** RECORD SET **

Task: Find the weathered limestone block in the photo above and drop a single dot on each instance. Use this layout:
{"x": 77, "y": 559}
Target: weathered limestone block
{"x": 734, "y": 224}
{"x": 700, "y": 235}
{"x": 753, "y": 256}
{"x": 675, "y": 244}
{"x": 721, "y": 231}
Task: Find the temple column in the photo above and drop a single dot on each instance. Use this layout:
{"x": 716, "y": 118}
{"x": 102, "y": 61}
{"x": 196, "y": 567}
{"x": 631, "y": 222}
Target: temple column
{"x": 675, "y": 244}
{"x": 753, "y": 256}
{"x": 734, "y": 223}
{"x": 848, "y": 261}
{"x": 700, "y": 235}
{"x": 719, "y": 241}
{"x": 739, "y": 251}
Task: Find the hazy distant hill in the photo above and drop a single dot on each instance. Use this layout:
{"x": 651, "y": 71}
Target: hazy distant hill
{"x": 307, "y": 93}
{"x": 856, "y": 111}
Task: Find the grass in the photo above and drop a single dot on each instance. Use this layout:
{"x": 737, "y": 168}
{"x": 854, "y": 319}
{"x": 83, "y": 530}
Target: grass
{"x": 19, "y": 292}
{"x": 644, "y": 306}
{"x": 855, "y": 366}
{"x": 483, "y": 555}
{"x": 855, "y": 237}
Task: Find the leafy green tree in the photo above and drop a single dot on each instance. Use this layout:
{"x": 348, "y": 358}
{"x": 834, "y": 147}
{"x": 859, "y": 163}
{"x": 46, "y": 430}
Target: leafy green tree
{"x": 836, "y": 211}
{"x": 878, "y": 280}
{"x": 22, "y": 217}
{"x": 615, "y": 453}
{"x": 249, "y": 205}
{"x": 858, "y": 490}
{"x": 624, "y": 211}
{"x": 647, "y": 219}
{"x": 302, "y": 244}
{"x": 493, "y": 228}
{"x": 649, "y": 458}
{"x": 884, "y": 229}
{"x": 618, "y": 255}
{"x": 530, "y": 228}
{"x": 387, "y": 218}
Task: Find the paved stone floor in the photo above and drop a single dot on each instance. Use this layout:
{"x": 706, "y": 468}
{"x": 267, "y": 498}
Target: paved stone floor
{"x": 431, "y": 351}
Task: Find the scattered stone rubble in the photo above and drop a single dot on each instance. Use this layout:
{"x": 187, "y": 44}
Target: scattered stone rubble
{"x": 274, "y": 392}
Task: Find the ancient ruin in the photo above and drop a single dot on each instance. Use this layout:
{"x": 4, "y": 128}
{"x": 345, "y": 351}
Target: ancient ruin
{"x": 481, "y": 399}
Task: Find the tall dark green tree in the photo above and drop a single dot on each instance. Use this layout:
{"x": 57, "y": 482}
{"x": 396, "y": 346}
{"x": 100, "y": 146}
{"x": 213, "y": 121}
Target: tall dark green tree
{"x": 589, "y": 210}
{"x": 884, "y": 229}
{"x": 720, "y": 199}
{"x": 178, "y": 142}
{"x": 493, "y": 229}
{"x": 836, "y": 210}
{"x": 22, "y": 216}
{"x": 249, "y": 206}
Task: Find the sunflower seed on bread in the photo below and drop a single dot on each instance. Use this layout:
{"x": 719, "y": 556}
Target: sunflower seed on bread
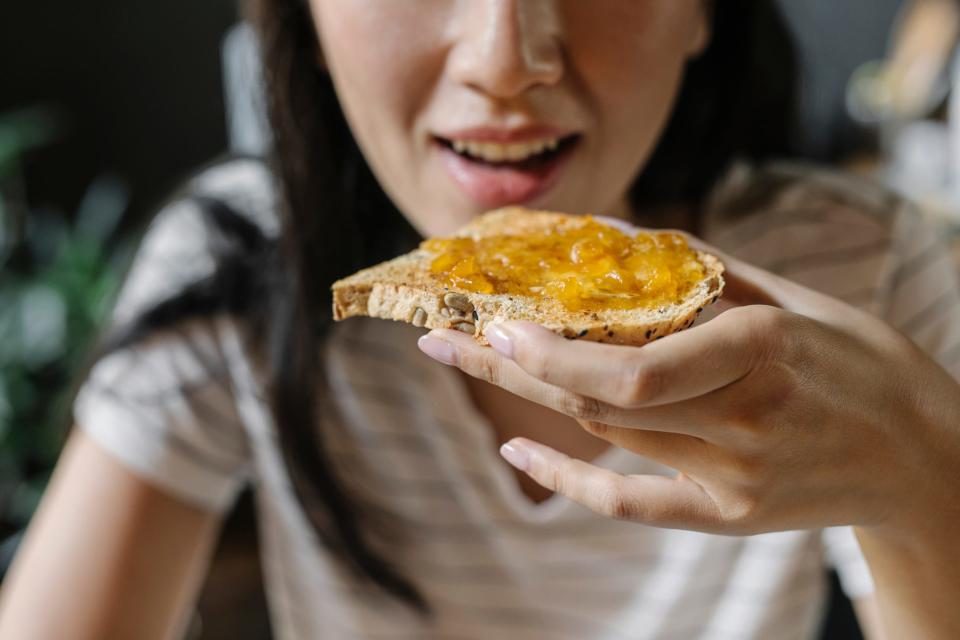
{"x": 405, "y": 289}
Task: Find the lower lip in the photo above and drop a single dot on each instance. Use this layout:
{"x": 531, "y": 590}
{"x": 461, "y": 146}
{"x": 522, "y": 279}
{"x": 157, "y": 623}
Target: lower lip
{"x": 495, "y": 186}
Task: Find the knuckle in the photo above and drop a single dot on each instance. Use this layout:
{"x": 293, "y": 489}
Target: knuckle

** WHAT THIS TASK INVOLVES **
Except for the pictures, set down all of the records exactly.

** ANSWER AREA **
Task: Find the weathered limestone block in the photo above and drop a single dot on each instance. Use this layout:
{"x": 77, "y": 559}
Target: weathered limestone block
{"x": 734, "y": 224}
{"x": 700, "y": 235}
{"x": 753, "y": 256}
{"x": 675, "y": 244}
{"x": 721, "y": 231}
Task: Find the temple column in the photo above and drop a single dot on each instance. Use this layout:
{"x": 716, "y": 118}
{"x": 102, "y": 61}
{"x": 196, "y": 567}
{"x": 631, "y": 222}
Target: temple column
{"x": 675, "y": 244}
{"x": 753, "y": 256}
{"x": 734, "y": 223}
{"x": 848, "y": 261}
{"x": 700, "y": 235}
{"x": 719, "y": 241}
{"x": 739, "y": 251}
Task: Find the hazy distant hill in the photo above and drop a single dot on each instance. Use this layout:
{"x": 651, "y": 71}
Target: hazy distant hill
{"x": 307, "y": 93}
{"x": 856, "y": 111}
Task: Find the grass in the photo above and drop a single dot on each instance. Use this layout:
{"x": 737, "y": 168}
{"x": 854, "y": 319}
{"x": 83, "y": 530}
Target: grass
{"x": 19, "y": 292}
{"x": 644, "y": 306}
{"x": 855, "y": 366}
{"x": 483, "y": 555}
{"x": 855, "y": 237}
Task: Find the leafy green tree in the photo above and drop a single dot on each instance. Use this layout:
{"x": 348, "y": 358}
{"x": 834, "y": 147}
{"x": 859, "y": 163}
{"x": 46, "y": 430}
Target: leafy green tree
{"x": 836, "y": 211}
{"x": 878, "y": 280}
{"x": 22, "y": 217}
{"x": 615, "y": 453}
{"x": 249, "y": 205}
{"x": 858, "y": 490}
{"x": 624, "y": 211}
{"x": 647, "y": 219}
{"x": 302, "y": 244}
{"x": 493, "y": 228}
{"x": 649, "y": 458}
{"x": 884, "y": 229}
{"x": 618, "y": 255}
{"x": 530, "y": 228}
{"x": 387, "y": 218}
Task: Find the paved stone floor in the photo above and drop a single dot on each instance. Use this layout:
{"x": 706, "y": 468}
{"x": 267, "y": 498}
Target: paved stone floor
{"x": 431, "y": 351}
Task: Find the scattered stone rubble in the photo above and drop a single dot on each instance. Use this layout:
{"x": 187, "y": 44}
Target: scattered stone rubble
{"x": 274, "y": 392}
Task: Find the ancient ruin in the photo above and drop a single dot on each instance. Use this layout:
{"x": 4, "y": 128}
{"x": 345, "y": 351}
Target: ancient ruin
{"x": 481, "y": 399}
Task: Find the tall dark green tree in the photo above and drop a single dot on each instance. Use this layout:
{"x": 57, "y": 482}
{"x": 396, "y": 346}
{"x": 100, "y": 146}
{"x": 213, "y": 121}
Target: tall dark green tree
{"x": 589, "y": 210}
{"x": 884, "y": 229}
{"x": 720, "y": 199}
{"x": 178, "y": 142}
{"x": 493, "y": 229}
{"x": 836, "y": 210}
{"x": 22, "y": 216}
{"x": 249, "y": 206}
Task: Find the sunflower seed on bread in the photo below and drop a single dot on each instance. Use this layout:
{"x": 719, "y": 556}
Target: sunflower seed on bread
{"x": 405, "y": 289}
Task: Find the lower lip in the photo above and drop a single dot on each instance. Use this layout:
{"x": 531, "y": 590}
{"x": 461, "y": 146}
{"x": 522, "y": 279}
{"x": 157, "y": 623}
Target: lower lip
{"x": 495, "y": 186}
Task: Find the knuckle in the photo above and drop a single dot on each instance. Use this layout:
{"x": 293, "y": 489}
Target: knuckle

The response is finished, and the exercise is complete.